EXERCISE DETAILS: Convert the records below into a Markdown table with two columns, Row and Record line, giving each line its own numbered row and skipping blank lines. Leave the pictures out of the table.

--- BEGIN RECORDS FOR THIS EXERCISE ---

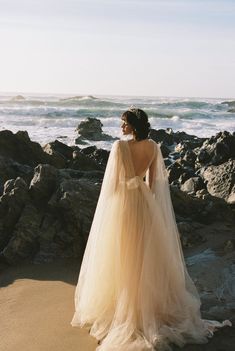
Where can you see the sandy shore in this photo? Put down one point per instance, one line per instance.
(36, 307)
(37, 304)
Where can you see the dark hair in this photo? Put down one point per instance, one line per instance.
(138, 119)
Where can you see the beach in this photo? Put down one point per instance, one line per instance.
(50, 117)
(48, 198)
(37, 304)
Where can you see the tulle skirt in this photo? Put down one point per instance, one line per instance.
(133, 290)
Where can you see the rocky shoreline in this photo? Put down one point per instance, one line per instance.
(48, 197)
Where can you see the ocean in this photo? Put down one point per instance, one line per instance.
(50, 117)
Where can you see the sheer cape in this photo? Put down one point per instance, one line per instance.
(133, 289)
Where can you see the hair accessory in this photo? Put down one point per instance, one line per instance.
(135, 110)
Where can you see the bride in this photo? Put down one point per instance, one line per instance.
(134, 291)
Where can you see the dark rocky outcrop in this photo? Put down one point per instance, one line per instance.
(20, 148)
(220, 180)
(91, 129)
(57, 197)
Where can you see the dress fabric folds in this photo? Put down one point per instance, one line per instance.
(133, 290)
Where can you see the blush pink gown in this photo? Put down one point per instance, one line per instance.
(133, 290)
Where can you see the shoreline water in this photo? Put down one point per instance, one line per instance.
(48, 117)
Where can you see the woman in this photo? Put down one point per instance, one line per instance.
(133, 289)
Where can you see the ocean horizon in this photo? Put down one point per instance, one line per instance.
(47, 117)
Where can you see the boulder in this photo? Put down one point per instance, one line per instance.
(84, 162)
(192, 185)
(91, 129)
(216, 150)
(24, 240)
(220, 180)
(161, 135)
(43, 184)
(21, 149)
(12, 203)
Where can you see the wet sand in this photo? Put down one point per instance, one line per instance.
(37, 305)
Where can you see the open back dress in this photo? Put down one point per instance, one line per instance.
(133, 290)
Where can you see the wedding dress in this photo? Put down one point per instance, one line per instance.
(133, 290)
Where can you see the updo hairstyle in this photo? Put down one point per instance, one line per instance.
(138, 119)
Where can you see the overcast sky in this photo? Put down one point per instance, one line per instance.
(109, 47)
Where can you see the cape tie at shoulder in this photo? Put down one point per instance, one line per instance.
(132, 183)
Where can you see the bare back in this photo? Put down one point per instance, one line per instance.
(142, 153)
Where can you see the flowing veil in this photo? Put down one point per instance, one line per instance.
(133, 289)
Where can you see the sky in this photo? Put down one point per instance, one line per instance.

--- END RECORDS FOR THIS EXERCISE ---

THE ANSWER:
| Row | Record line |
|---|---|
| 1 | Where can you see the sandy shore in this photo? Put down one point per instance, one line per instance. |
| 2 | (36, 307) |
| 3 | (37, 304) |
| 4 | Where can you see the dark hair in this photo? Put down one point per instance, one line per instance. |
| 5 | (138, 119) |
| 6 | Where can you see the beach in this photo? Put down one point per instance, one line per instance. |
| 7 | (50, 117) |
| 8 | (48, 198) |
| 9 | (37, 304) |
| 10 | Where can you see the tulle skirt in this photo? Put down one point per instance, one line per instance. |
| 11 | (133, 290) |
| 12 | Where can you see the rocky shoreline in this photo? Put down one point per instance, one line per instance. |
| 13 | (48, 197) |
| 14 | Where can you see the ocean in this photo? Put down one point per instance, one line per instance. |
| 15 | (50, 117) |
| 16 | Where can you see the sheer cape in this photo? Put down one point per instance, one line per instance. |
| 17 | (133, 289) |
| 18 | Where can you see the hair accessory in this photo? Put down one point per instance, one line per instance. |
| 19 | (135, 110) |
| 20 | Where can you see the bride in this photo? Put down one point per instance, one line per instance. |
| 21 | (134, 291) |
| 22 | Where can you see the dark rocky outcrop in this photo? Put down one point per instance, one line per instance. |
| 23 | (20, 148) |
| 24 | (220, 180) |
| 25 | (91, 129) |
| 26 | (57, 197) |
| 27 | Where can you see the dress fabric folds in this photo? Put down one point per instance, one line per instance. |
| 28 | (133, 290) |
| 29 | Where can you see the blush pink gown in this photo? Put down one point per instance, one line per instance. |
| 30 | (133, 290) |
| 31 | Where can you see the shoreline water in this photo? Put down one point per instance, one line per instance. |
| 32 | (48, 117) |
| 33 | Where can you see the woman in this photo? Put down one point per instance, one line per instance. |
| 34 | (133, 289) |
| 35 | Where can you see the ocean horizon in this photo? Put down one point per instance, one line per instance. |
| 36 | (47, 117) |
| 37 | Where can you see the boulder in this photo? Put down one point per instance, one line per instance. |
| 38 | (84, 162) |
| 39 | (192, 185) |
| 40 | (91, 129) |
| 41 | (216, 150) |
| 42 | (24, 240) |
| 43 | (220, 180) |
| 44 | (161, 135) |
| 45 | (43, 184) |
| 46 | (21, 149) |
| 47 | (12, 203) |
| 48 | Where can you see the wet sand in this photo? Put down one point per instance, one line per instance. |
| 49 | (37, 305) |
| 50 | Where can you see the open back dress in this photo? Put down one point per instance, one line per instance. |
| 51 | (133, 290) |
| 52 | Where can you see the wedding dress in this photo? Put down one point per instance, one line per instance. |
| 53 | (133, 290) |
| 54 | Where can you see the updo hairstyle in this photo? Put down one point per instance, one line per instance. |
| 55 | (138, 119) |
| 56 | Where can you see the overcast sky in this photo? Put down one point per instance, one line per instance. |
| 57 | (109, 47) |
| 58 | Where can you see the cape tie at shoulder in this photo? Put down one point per instance, one line per instance. |
| 59 | (132, 183) |
| 60 | Where can you see the bare back in this photo? Put down one point per instance, one line per instance. |
| 61 | (142, 153) |
| 62 | Where can you see the flowing veil in this photo? Put down one point per instance, one line per instance. |
| 63 | (133, 289) |
| 64 | Where can you see the sky in this photo? Put down one point per instance, one line per instance. |